**EXERCISE DIRECTIONS**
Your task is to copy each line of the records that includes the string "header".

**SUPPLIED ENTRIES**
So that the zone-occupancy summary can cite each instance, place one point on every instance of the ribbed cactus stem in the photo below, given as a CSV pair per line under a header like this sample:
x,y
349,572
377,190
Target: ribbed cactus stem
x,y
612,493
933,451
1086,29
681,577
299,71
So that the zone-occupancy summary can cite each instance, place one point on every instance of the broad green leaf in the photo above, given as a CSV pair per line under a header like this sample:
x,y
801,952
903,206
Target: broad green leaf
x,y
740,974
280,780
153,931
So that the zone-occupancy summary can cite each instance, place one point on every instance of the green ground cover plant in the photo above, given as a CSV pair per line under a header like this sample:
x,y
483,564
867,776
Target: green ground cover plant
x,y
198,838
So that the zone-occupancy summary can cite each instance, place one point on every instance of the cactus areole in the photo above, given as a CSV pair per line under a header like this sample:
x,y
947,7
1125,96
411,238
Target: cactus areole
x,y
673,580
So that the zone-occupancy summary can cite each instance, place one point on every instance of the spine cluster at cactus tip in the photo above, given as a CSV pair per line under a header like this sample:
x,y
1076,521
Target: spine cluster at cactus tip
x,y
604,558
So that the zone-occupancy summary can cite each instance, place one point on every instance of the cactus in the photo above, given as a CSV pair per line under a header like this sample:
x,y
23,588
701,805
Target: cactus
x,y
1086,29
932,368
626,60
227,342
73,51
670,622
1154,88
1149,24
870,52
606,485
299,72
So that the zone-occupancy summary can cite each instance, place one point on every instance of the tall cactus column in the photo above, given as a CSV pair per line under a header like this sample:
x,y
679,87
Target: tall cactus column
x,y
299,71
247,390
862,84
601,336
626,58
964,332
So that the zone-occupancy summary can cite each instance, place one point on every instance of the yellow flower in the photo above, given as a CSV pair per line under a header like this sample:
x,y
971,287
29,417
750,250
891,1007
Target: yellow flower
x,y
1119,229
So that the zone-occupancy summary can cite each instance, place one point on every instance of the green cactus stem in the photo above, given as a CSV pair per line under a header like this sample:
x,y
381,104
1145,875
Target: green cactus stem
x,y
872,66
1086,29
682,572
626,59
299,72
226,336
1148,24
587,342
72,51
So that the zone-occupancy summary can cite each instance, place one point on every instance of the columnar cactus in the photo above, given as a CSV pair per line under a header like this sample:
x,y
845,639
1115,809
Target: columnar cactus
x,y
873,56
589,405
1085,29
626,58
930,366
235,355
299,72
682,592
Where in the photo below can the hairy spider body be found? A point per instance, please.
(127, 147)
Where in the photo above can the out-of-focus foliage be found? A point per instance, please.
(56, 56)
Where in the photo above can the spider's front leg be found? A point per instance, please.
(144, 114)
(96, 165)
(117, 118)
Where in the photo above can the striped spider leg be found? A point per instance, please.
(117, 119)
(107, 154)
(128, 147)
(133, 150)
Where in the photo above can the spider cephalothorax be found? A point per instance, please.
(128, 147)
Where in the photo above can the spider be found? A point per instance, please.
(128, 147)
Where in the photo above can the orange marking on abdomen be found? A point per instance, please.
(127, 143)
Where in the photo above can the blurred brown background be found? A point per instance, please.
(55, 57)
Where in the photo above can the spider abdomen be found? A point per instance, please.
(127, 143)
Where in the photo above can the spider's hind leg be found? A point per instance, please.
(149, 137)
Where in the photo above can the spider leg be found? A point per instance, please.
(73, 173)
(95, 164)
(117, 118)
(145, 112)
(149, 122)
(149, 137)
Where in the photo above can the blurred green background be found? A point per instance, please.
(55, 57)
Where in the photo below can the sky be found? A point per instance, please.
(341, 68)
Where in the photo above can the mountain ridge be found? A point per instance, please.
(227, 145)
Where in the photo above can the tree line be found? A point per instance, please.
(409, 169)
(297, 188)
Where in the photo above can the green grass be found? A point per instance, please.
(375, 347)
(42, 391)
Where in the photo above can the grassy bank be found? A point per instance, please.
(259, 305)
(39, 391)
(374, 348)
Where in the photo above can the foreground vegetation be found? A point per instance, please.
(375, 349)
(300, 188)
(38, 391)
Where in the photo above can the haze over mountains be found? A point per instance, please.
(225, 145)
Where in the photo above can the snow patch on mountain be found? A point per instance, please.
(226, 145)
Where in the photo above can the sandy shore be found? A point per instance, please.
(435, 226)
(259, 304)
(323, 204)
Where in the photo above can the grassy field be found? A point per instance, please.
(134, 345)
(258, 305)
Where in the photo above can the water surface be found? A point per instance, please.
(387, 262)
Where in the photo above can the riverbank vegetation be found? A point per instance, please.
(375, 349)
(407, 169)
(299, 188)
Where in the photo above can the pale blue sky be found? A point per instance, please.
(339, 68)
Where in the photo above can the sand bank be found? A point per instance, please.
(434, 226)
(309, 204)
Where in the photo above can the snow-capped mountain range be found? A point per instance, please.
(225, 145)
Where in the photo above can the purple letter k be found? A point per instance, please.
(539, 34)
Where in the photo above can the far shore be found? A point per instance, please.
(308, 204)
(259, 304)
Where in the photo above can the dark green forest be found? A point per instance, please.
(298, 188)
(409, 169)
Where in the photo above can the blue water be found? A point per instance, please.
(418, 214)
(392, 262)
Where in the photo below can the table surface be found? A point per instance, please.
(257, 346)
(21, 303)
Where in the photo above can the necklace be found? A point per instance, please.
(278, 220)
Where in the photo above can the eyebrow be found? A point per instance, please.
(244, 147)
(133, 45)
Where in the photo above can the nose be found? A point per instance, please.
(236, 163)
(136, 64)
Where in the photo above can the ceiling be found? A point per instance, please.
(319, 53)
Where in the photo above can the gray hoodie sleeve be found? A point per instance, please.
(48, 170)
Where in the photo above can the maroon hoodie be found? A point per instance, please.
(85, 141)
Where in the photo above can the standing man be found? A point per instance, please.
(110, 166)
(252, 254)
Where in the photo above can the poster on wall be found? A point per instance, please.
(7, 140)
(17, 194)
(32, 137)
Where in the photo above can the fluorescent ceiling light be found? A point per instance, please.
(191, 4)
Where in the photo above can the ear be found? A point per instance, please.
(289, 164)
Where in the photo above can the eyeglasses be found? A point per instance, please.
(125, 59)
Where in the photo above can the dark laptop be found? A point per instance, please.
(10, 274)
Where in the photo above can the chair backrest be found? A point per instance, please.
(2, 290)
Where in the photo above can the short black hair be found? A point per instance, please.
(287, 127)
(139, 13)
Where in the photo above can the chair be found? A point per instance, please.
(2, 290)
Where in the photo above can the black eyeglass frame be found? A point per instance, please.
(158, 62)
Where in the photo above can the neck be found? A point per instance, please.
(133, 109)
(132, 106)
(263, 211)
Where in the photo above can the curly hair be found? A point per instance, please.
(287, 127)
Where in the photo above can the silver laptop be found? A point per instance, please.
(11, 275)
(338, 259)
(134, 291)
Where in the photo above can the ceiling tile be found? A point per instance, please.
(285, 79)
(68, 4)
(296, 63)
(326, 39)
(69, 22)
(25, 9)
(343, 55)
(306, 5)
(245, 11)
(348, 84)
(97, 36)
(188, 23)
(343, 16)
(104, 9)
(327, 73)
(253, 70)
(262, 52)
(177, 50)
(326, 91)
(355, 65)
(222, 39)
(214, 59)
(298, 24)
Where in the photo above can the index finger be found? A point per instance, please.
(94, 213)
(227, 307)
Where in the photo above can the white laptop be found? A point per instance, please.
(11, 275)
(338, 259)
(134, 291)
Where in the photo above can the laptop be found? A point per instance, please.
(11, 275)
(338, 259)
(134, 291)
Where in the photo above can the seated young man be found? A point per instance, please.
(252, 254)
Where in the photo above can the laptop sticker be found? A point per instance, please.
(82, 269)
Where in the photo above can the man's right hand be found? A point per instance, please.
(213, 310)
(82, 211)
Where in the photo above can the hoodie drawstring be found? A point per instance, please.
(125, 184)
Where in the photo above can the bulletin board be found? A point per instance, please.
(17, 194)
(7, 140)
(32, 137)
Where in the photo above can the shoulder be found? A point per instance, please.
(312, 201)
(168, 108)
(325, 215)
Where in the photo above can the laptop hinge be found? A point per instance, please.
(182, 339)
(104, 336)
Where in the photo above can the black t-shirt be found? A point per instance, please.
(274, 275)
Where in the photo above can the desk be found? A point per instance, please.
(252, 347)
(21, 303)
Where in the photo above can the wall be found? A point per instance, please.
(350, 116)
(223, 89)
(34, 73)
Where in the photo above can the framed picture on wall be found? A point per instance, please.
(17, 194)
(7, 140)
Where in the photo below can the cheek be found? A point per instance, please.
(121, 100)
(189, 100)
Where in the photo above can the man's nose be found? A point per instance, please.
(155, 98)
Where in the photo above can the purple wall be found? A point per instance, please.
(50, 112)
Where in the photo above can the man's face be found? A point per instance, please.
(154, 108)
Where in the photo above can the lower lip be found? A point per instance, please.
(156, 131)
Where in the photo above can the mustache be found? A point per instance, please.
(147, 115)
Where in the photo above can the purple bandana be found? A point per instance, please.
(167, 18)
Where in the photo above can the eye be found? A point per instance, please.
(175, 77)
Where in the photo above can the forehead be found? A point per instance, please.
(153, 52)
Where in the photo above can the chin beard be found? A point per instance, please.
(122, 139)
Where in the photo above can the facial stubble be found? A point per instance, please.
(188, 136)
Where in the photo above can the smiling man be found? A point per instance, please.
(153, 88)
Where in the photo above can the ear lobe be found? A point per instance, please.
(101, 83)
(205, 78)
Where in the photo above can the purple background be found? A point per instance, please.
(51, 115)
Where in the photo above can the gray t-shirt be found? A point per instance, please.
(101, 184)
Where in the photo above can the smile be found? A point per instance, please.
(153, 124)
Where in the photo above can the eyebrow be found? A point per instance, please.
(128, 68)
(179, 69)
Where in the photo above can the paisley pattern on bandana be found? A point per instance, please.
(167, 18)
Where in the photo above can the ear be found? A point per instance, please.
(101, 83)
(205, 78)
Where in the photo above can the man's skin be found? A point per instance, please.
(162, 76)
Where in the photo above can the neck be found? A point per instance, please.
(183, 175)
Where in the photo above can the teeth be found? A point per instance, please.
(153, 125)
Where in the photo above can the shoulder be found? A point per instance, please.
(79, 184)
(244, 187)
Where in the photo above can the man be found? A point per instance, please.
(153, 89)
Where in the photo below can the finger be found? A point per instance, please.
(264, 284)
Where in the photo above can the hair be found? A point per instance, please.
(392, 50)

**PROBLEM SOLUTION**
So that the zone-occupancy summary can cite each instance, place one point on every instance of the ribbed cactus stem in the photo below, given as a CSV pair per line under a header like this sample:
So that the zone-occupancy summary can cite each instance, place one point on every instance of the broad green leaf in the photo above, given as a CSV pair per line under a header like this sample:
So that the zone-occupancy summary can cite each instance, place one point on every instance of the green ground cover plant in the photo above, given as a CSV pair per line under a header like this sample:
So that the zone-occupancy summary can cite each instance, place one point on every instance of the cactus areole in the photo above, given as a CSV pair per line under a header like this sample:
So that the zone-occupancy summary can cite each instance, place one point on every instance of the spine cluster at cactus tip in the photo above, given as a CSV pair per line under a header like this sample:
So that the zone-occupancy summary can cite each instance, place one point on every instance of the cactus in the photo above, given as a CSV pair per line under a header like this sample:
So that the zone-occupancy summary can cite each instance, place one point on every instance of the tall cactus column in the photo above, given as a CSV pair per line under a header like this sample:
So that the zone-occupancy summary can cite each instance, place one point on every instance of the yellow flower in the photo above, given as a CSV pair per line under a header like this sample:
So that the zone-occupancy summary can cite each instance, place one point on every instance of the green cactus stem in the photo above, given as a CSV pair per line under a header like this sample:
So that the zone-occupancy summary can cite each instance, place one point on every instance of the columnar cactus in the photo above, given as a CSV pair per line under a header like this sample:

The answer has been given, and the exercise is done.